> **How to complete this task**: Nothing before the line containing "Target: sidewalk" should appear; please restate that line and every later line word for word through the end of the listing.

-- Opening Marker --

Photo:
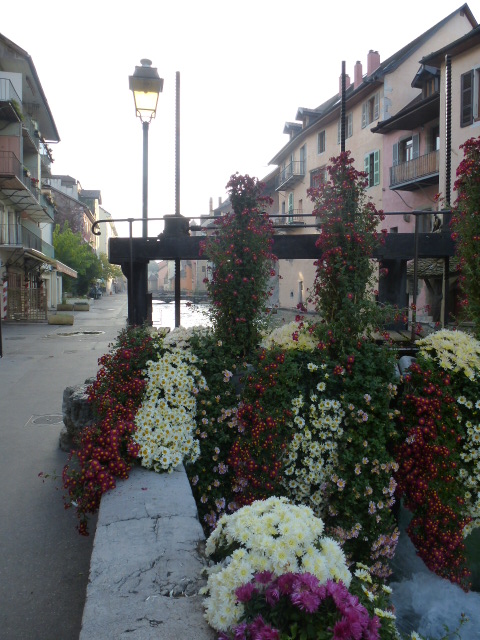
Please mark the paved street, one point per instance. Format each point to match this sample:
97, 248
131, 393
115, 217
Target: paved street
44, 562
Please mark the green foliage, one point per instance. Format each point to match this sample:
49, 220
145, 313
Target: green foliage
211, 476
466, 231
343, 291
71, 249
106, 450
242, 266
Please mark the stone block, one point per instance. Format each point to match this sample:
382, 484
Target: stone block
60, 318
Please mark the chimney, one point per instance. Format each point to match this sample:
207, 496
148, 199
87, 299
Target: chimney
357, 74
347, 83
373, 62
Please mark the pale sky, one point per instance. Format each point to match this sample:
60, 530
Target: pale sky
245, 68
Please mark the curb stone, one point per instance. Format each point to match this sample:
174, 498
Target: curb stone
146, 566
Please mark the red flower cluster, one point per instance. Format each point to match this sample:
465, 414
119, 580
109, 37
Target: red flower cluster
465, 226
349, 224
105, 451
427, 476
242, 262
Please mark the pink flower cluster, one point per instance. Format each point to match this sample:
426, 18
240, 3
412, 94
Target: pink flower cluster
329, 607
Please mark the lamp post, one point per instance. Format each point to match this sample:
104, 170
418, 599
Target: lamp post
146, 86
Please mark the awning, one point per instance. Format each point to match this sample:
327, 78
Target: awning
63, 268
18, 252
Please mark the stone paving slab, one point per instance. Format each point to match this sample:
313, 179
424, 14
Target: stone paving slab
146, 568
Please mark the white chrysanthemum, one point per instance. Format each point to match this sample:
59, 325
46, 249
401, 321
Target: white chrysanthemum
166, 419
453, 351
270, 535
289, 336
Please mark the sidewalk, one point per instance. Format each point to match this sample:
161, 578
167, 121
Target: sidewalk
145, 571
44, 563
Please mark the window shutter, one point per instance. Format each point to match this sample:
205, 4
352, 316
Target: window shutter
376, 107
416, 145
366, 168
376, 167
466, 112
395, 154
290, 207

-- Closing Marker --

> **Finished task**:
Target: sidewalk
145, 571
44, 563
Please mark the window shutter, one point per instance. Format each point to match this sample:
205, 4
352, 316
Target: window shutter
376, 107
416, 145
366, 168
376, 167
466, 112
395, 154
290, 207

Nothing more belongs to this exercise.